───── QUOTED TEXT ─────

Imperial Bedrooms by Bret Easton Ellis
reviewed by Courtney
Bret Easton Ellis' first novel Less Than Zero has become synonymous with a specific view of the 1980s. His youth, as well as its detached, disturbingly emotionless portrayal of sex, drugs, and violence made it immediately controversial and significant, and led to the film starring Robert Downey Jr. Imperial Bedrooms is a sequel to Less Than Zero, resuming the story of those characters, now middle aged.
Since Less Than Zero, Ellis has been no stranger to controversial fiction, venturing further into extreme stylized violence and sex (most famously with the often challenged American Psycho) as well as metafiction, and Imperial Bedrooms is a continuation of this trend. The novel is not an exact sequel, taking place in a similar but not identical world to Less Than Zero. The main character and narrator, Clay, is aware of the previous novel and the film adaptation, attributing them to a former friend. This metafictional device allows Ellis to distance this older Clay from his younger counterpart, and to comment on the earlier novel.

─────

● DIRECTION:
Check each statement against the Imperial Bedrooms review and answer yes or no, quoting the exact words of the review that settle it. 1. Imperial Bedrooms is set in exactly the same world as Less Than Zero. 2. Clay credits the earlier novel and its film adaptation to a former friend. 3. Robert Downey Jr. starred in the film made from Less Than Zero.

───── MATERIAL PROVIDED ─────

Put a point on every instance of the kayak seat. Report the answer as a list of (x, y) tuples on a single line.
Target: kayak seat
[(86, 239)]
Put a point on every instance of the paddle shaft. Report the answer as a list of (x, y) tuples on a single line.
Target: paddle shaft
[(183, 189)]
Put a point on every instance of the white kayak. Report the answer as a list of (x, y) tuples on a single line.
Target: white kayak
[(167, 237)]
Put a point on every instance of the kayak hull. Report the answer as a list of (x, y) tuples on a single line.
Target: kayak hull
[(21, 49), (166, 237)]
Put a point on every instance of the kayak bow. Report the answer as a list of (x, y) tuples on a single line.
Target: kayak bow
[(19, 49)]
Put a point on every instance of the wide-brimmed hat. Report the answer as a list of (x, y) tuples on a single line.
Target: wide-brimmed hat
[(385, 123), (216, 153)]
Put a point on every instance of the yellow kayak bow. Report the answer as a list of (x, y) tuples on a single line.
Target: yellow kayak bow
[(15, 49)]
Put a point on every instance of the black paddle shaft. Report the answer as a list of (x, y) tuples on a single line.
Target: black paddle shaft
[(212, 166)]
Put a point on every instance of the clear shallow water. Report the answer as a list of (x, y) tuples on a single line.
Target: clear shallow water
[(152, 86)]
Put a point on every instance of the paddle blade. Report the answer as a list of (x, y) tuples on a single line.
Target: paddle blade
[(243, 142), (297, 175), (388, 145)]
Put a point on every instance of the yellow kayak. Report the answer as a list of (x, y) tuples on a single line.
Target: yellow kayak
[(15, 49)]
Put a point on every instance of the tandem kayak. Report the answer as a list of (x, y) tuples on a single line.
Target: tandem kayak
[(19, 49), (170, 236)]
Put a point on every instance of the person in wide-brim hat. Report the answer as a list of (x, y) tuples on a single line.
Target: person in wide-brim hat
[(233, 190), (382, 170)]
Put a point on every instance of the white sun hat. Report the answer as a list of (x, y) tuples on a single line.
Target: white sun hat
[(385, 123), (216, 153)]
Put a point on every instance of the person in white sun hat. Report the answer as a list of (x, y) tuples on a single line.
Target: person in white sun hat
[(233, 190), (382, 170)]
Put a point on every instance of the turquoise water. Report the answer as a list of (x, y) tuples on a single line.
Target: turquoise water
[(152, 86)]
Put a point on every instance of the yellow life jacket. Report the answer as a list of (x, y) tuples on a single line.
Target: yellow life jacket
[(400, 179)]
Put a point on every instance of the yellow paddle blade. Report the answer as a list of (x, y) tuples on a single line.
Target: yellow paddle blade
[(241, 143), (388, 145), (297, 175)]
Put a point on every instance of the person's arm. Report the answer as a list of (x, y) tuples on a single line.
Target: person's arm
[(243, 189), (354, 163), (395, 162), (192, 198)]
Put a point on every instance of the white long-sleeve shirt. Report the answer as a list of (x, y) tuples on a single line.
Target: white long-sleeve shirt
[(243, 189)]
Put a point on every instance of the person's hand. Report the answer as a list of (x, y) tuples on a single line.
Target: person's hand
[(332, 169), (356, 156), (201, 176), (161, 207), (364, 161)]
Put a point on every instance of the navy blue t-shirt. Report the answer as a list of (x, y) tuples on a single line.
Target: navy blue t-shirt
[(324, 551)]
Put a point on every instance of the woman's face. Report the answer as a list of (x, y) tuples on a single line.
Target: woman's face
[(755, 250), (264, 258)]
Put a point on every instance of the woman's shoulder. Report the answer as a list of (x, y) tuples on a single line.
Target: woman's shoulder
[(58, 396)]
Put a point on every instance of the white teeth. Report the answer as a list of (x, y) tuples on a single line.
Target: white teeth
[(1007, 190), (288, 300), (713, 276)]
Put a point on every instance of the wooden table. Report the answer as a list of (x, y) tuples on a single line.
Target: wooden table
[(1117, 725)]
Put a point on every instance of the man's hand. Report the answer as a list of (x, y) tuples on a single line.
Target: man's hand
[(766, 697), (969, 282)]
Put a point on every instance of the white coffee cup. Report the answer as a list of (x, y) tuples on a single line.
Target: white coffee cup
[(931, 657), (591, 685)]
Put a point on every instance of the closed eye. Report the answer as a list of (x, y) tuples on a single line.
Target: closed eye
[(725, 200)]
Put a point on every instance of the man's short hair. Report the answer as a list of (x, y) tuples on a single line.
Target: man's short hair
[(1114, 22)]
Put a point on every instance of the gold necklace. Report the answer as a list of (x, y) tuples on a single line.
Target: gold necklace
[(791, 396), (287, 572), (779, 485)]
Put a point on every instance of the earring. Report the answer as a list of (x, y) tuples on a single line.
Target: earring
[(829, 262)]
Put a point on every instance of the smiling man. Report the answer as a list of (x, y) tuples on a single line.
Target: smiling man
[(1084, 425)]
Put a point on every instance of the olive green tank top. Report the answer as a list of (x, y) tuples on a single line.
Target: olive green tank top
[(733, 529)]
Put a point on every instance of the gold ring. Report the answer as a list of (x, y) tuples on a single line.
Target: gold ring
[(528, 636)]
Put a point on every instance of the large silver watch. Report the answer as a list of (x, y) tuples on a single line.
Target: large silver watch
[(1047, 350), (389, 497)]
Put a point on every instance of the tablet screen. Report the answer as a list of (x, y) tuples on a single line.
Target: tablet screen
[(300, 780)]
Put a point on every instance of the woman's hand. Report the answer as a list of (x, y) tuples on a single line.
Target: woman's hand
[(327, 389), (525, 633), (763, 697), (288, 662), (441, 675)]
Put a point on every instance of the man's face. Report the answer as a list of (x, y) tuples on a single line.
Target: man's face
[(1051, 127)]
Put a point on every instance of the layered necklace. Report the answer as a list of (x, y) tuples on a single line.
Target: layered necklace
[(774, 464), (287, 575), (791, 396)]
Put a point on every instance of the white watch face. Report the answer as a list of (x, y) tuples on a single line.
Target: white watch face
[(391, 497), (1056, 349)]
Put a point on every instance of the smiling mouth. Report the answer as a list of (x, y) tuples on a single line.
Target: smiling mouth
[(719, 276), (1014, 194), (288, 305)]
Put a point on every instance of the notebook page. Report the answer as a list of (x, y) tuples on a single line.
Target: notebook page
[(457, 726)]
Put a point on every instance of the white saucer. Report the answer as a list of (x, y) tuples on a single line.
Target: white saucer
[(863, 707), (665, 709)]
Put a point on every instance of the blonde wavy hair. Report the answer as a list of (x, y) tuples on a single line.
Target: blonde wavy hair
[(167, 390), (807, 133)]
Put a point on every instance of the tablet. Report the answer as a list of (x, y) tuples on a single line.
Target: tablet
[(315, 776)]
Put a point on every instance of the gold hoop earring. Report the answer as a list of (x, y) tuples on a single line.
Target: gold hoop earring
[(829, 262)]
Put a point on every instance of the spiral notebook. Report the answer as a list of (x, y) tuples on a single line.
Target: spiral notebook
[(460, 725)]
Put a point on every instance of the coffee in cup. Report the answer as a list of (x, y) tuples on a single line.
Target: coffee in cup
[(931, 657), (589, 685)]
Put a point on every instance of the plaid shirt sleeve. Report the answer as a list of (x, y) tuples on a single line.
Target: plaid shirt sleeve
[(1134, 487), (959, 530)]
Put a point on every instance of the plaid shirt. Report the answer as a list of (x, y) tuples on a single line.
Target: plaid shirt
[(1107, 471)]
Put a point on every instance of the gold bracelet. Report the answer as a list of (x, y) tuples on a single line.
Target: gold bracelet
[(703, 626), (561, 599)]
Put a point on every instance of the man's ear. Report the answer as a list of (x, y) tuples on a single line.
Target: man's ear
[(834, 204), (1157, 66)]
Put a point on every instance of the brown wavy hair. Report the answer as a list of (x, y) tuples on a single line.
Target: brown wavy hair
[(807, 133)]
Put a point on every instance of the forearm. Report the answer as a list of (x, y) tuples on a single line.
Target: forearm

─────

● TASK RESPONSE:
1. No: "taking place in a similar but not identical world to Less Than Zero"
2. Yes: "attributing them to a former friend"
3. Yes: "led to the film starring Robert Downey Jr."